# What the exercise asks
Could you please retype all of the records exactly, skipping any pictures?

(Entries taken from a collection)
*** Block opens ***
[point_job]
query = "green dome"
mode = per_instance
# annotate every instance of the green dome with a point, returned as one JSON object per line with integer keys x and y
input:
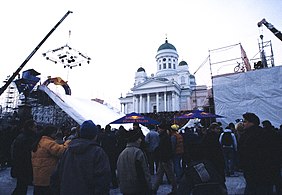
{"x": 166, "y": 45}
{"x": 182, "y": 63}
{"x": 141, "y": 69}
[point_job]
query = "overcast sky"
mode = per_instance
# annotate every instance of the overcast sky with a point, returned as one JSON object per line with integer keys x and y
{"x": 121, "y": 36}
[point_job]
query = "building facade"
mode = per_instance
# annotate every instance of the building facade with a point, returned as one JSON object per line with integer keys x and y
{"x": 171, "y": 88}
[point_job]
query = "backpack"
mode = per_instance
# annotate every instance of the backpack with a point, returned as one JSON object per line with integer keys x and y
{"x": 226, "y": 139}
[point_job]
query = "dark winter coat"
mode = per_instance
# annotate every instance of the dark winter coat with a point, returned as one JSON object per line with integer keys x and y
{"x": 258, "y": 152}
{"x": 133, "y": 171}
{"x": 83, "y": 169}
{"x": 212, "y": 151}
{"x": 21, "y": 156}
{"x": 164, "y": 150}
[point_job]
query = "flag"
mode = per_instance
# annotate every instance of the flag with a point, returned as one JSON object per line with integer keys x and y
{"x": 245, "y": 59}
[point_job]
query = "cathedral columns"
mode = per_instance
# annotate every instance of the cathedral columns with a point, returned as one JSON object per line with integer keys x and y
{"x": 157, "y": 101}
{"x": 140, "y": 104}
{"x": 165, "y": 109}
{"x": 148, "y": 103}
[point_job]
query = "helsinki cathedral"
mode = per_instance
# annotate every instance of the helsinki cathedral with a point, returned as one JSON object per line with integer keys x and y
{"x": 171, "y": 88}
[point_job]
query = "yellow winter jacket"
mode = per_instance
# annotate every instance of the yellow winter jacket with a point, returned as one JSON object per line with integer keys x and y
{"x": 45, "y": 159}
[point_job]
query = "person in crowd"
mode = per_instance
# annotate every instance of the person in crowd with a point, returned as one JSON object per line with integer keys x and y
{"x": 132, "y": 167}
{"x": 212, "y": 150}
{"x": 257, "y": 157}
{"x": 73, "y": 133}
{"x": 143, "y": 146}
{"x": 84, "y": 167}
{"x": 59, "y": 137}
{"x": 177, "y": 150}
{"x": 228, "y": 142}
{"x": 121, "y": 139}
{"x": 109, "y": 144}
{"x": 165, "y": 156}
{"x": 21, "y": 148}
{"x": 152, "y": 140}
{"x": 45, "y": 156}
*** Block closes ***
# Solution to the problem
[point_job]
query = "green dome"
mode = per_instance
# annotate every instance of the green dome with a point, returned as one JSON object per line with integer keys x and y
input:
{"x": 166, "y": 45}
{"x": 182, "y": 63}
{"x": 141, "y": 69}
[point_job]
query = "overcast sky"
mode = per_instance
# annotate every instance of the overcast sky with a point, returned as one JSON object per line with integer keys x and y
{"x": 121, "y": 36}
[point_job]
query = "building facade"
mode = per_instance
# annotate every instance of the building facade with a point, returned as one JSON object per line with integer keys x and y
{"x": 171, "y": 88}
[point_job]
query = "backpack"
mode = per_instance
# annotate every instance of the backpack with a point, returned as one JSON object per line with integer keys x and y
{"x": 226, "y": 139}
[point_job]
query = "dark winter coat"
mode = per_instance
# annotate every instance of the dark winter coat with a point, returned as one JSON object per line with integer keys x and y
{"x": 258, "y": 152}
{"x": 133, "y": 171}
{"x": 83, "y": 169}
{"x": 212, "y": 151}
{"x": 21, "y": 156}
{"x": 164, "y": 150}
[point_job]
query = "flag"
mode = per_instance
# annotate every instance of the flag with a point, returned as one JSON object per line with integer keys x and y
{"x": 245, "y": 59}
[point_job]
query = "cathedral columns"
mode = per_instance
# annotate every instance of the cathedral columns with a point, returned as one JSON object per line with integer keys x and y
{"x": 157, "y": 101}
{"x": 140, "y": 104}
{"x": 165, "y": 109}
{"x": 148, "y": 103}
[point_job]
query = "helsinki cathedral"
mode = per_instance
# annotate every instance of the helsinki cathedral with a point, returned as one JSON object per line with integer keys x and y
{"x": 171, "y": 88}
[point_job]
query = "yellow winter jacket"
mode = per_instance
# annotate every instance of the yellow winter jacket with a point, returned as one JSON object per line with integer keys x and y
{"x": 45, "y": 159}
[point_job]
query = "person in crowd"
mode = per_instance
# annotate every instance of the person in crowd with a point, returned as one JSON object per line with integer keys x and y
{"x": 132, "y": 167}
{"x": 212, "y": 150}
{"x": 257, "y": 157}
{"x": 73, "y": 133}
{"x": 143, "y": 146}
{"x": 84, "y": 167}
{"x": 59, "y": 137}
{"x": 177, "y": 150}
{"x": 228, "y": 142}
{"x": 121, "y": 139}
{"x": 109, "y": 144}
{"x": 165, "y": 156}
{"x": 21, "y": 148}
{"x": 152, "y": 140}
{"x": 45, "y": 156}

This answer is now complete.